CHECK YOUR UNDERSTANDING →
1 – List every ingredient named in the pickled red onions recipe.
2 – Reproduce the part of the pickled red onions recipe starting at "March 9, 2026" and ending at "lived without them.", word for word.

SELECTED EXCERPT →
+++

Easy Keto Pickled Red Onions

Snacks

March 9, 2026

If there’s one condiment that can instantly elevate any dish from ordinary to extraordinary, it’s these vibrant, tangy pickled red onions. They’re my secret weapon for adding a bright, crunchy, and perfectly balanced sweet-and-sour kick to literally everything. From jazzing up my morning avocado toast to being the star topping on tacos and burgers, a jar of these beauties in the fridge means a flavor explosion is always just seconds away. Trust me, once you make them, you’ll wonder how you ever lived without them.

Ingredients

• 1 cup / 240 ml apple cider vinegar
• 1 cup / 240 ml red wine vinegar
• 2 tablespoons / 30 g granular erythritol, or more to taste
• 1 teaspoon / 6 g sea salt
• 2 medium red onions, thinly sliced
• 6 cloves garlic, halved
• 1 teaspoon dried oregano leaves
• 1 pinch red pepper flakes

Instructions

1. Directions
2. In a saucepan over medium heat, bring the apple cider vinegar, red wine vinegar, erythritol, and salt to a light boil, stirring until the erythritol and salt have dissolved.

+++

DATASET →
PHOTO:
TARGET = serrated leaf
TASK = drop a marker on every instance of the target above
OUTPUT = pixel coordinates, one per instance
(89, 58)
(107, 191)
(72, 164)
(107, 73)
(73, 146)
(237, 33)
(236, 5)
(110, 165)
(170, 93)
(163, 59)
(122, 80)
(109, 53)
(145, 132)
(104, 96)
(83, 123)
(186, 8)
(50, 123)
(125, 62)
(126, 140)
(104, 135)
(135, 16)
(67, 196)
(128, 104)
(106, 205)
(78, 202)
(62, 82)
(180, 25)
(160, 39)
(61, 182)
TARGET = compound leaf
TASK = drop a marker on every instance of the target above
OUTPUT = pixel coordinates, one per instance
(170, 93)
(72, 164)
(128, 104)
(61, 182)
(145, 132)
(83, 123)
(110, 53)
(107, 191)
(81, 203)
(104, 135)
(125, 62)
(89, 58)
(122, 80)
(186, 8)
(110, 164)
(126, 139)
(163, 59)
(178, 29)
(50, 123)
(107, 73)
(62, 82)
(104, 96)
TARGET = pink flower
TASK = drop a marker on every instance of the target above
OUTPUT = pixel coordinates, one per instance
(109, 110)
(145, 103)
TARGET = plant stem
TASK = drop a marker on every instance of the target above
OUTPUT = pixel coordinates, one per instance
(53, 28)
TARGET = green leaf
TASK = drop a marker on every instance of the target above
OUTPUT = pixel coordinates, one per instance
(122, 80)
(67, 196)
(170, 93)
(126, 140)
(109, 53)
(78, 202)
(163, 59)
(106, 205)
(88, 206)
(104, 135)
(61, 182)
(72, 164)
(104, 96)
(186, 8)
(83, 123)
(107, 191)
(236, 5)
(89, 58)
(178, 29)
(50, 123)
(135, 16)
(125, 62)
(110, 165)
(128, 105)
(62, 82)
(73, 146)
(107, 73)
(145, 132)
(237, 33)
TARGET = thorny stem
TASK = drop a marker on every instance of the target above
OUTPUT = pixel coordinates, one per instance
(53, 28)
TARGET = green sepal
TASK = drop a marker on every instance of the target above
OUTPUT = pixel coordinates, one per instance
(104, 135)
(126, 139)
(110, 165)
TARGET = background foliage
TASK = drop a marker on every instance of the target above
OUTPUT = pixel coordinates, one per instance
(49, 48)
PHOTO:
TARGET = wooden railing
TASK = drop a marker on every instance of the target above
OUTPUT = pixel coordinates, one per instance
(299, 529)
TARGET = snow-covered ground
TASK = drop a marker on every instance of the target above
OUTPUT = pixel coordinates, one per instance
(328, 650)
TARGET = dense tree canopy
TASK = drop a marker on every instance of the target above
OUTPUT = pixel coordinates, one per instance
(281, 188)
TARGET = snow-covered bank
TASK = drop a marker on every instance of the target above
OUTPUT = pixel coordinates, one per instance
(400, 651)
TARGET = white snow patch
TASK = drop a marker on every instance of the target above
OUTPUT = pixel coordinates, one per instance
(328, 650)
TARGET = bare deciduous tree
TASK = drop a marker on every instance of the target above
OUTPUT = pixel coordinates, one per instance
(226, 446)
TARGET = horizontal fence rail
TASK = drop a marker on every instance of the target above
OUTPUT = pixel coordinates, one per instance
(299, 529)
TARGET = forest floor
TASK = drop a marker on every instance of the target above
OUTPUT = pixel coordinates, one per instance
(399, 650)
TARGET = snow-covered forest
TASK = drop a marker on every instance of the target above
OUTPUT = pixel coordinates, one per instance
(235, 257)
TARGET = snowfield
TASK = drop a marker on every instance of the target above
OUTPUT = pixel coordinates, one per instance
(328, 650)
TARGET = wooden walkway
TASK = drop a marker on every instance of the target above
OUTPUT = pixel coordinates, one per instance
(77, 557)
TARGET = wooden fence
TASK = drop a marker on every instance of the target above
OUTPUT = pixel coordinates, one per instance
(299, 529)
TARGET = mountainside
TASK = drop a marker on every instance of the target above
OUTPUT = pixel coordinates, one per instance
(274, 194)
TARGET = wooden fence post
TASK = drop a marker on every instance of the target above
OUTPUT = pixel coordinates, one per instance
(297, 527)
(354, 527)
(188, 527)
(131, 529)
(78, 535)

+++

TASK RESPONSES →
1 –
apple cider vinegar
red wine vinegar
granular erythritol
sea salt
red onions
garlic
dried oregano leaves
red pepper flakes

2 –
March 9, 2026

If there’s one condiment that can instantly elevate any dish from ordinary to extraordinary, it’s these vibrant, tangy pickled red onions. They’re my secret weapon for adding a bright, crunchy, and perfectly balanced sweet-and-sour kick to literally everything. From jazzing up my morning avocado toast to being the star topping on tacos and burgers, a jar of these beauties in the fridge means a flavor explosion is always just seconds away. Trust me, once you make them, you’ll wonder how you ever lived without them.